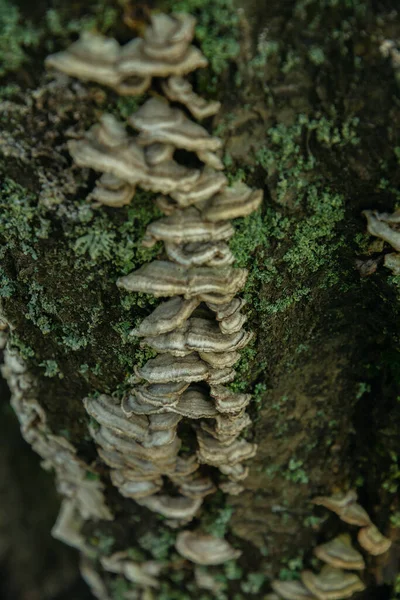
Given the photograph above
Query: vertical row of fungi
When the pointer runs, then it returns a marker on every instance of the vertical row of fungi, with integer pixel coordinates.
(336, 581)
(197, 331)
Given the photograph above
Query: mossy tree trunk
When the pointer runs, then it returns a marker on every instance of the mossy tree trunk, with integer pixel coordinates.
(310, 114)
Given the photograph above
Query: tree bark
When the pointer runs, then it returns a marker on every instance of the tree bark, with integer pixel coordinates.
(310, 114)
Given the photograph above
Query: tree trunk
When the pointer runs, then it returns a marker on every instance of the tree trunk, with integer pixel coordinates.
(310, 113)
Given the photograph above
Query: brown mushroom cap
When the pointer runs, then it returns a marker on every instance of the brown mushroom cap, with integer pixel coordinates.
(381, 225)
(112, 191)
(198, 335)
(233, 202)
(204, 549)
(165, 49)
(185, 226)
(372, 540)
(135, 489)
(231, 487)
(163, 278)
(211, 254)
(227, 401)
(166, 317)
(109, 414)
(346, 507)
(291, 590)
(179, 89)
(213, 452)
(209, 183)
(157, 122)
(340, 553)
(179, 507)
(332, 583)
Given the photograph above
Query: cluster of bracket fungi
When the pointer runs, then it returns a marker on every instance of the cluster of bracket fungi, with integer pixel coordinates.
(197, 331)
(336, 581)
(386, 227)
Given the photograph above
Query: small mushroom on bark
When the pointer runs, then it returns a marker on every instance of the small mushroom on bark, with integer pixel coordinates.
(179, 507)
(345, 505)
(186, 226)
(332, 583)
(340, 553)
(166, 317)
(163, 278)
(372, 540)
(291, 590)
(178, 89)
(204, 549)
(384, 226)
(233, 202)
(157, 122)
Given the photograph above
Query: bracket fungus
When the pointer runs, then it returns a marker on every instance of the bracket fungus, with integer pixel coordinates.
(204, 549)
(197, 330)
(332, 583)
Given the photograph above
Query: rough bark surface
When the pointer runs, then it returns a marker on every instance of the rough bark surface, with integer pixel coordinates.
(310, 113)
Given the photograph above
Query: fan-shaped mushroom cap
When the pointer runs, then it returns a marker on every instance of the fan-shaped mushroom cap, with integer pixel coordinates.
(112, 191)
(166, 317)
(160, 394)
(198, 335)
(204, 549)
(178, 89)
(211, 254)
(346, 507)
(213, 452)
(291, 590)
(225, 429)
(231, 487)
(168, 36)
(195, 404)
(110, 440)
(165, 49)
(209, 183)
(220, 360)
(229, 316)
(185, 466)
(340, 553)
(332, 583)
(135, 489)
(107, 148)
(157, 122)
(164, 421)
(179, 507)
(372, 540)
(233, 202)
(184, 226)
(227, 401)
(109, 414)
(165, 369)
(93, 57)
(383, 225)
(163, 278)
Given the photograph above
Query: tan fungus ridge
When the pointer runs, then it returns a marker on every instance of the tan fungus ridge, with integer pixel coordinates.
(197, 330)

▸ Task requirements: All of the material above should be reproduced exactly, except the pictures.

▸ Reply to the exercise:
Given the photograph above
Query: vertical row of fungi
When the pointer runs, then it returns a marker on every instance of the vertical row of fungi, with integer pixel coordinates.
(336, 581)
(197, 331)
Given the photograph above
Query: mossy tree trunk
When the pointer runs, then it returns a marker on every instance of the mossy tree trunk, with integer pixel coordinates.
(310, 114)
Given the photograph above
Query: tree bark
When the pointer runs, then it returns a marker on every instance of the tree bark, with integer pixel coordinates.
(310, 114)
Given the photograph above
Query: tree trunk
When the pointer runs, then it returns a marker on every instance of the tree trunk, with integer pixel coordinates.
(310, 113)
Given the photograph above
Query: brown mushroom cap
When the pointer runs, then it returns a marker on every instance of the brown mushroom cap, with integer pixel coordinates.
(381, 225)
(112, 191)
(198, 335)
(233, 202)
(204, 549)
(165, 49)
(185, 226)
(372, 540)
(135, 489)
(231, 487)
(163, 278)
(211, 254)
(227, 401)
(166, 317)
(109, 414)
(346, 507)
(291, 590)
(179, 89)
(213, 452)
(209, 183)
(157, 122)
(340, 553)
(179, 507)
(332, 583)
Given the photograph above
Query: cluster of bracket fungi
When the pointer runs, then it returns a marker on every instance of the cluster of bracket fungi, with integer pixel coordinates.
(197, 331)
(336, 581)
(386, 227)
Given the photograph above
Query: small mushroom on bark
When the pointer runs, then it returns a marker on every instance of the small mushroom on bark, with integer pixel coordinates.
(179, 507)
(345, 505)
(186, 226)
(332, 583)
(340, 553)
(166, 317)
(163, 278)
(372, 540)
(291, 590)
(178, 89)
(204, 549)
(384, 226)
(233, 202)
(157, 122)
Given the photograph above
Query: bracket fungus
When the pointer runs, then it returns a marker on every instance of the bracket fungus, with integer pixel coordinates.
(204, 549)
(197, 330)
(332, 583)
Given the photograph above
Query: rough bark surface
When the pointer runs, then it returns a marker on every instance of the rough bark surface, with integer pixel coordinates.
(310, 113)
Given the photograph above
Query: fan-shaped mushroom cap
When the pointer runs, then it returns a marker on every instance of the fan-shaped mushroom cap, with integer pixel coordinates.
(112, 191)
(166, 317)
(160, 394)
(198, 335)
(204, 549)
(178, 89)
(211, 254)
(346, 507)
(213, 452)
(291, 590)
(225, 429)
(231, 487)
(168, 36)
(195, 404)
(110, 440)
(165, 49)
(209, 183)
(220, 360)
(229, 316)
(185, 466)
(340, 553)
(332, 583)
(135, 489)
(107, 148)
(157, 122)
(164, 421)
(179, 507)
(372, 540)
(233, 202)
(184, 226)
(227, 401)
(109, 414)
(165, 369)
(93, 57)
(383, 225)
(163, 278)
Given the photograph above
Query: tan fungus ridge
When the pointer runs, then it returns a marker on every instance of the tan fungus ridge, with integer pixel coordinates.
(197, 330)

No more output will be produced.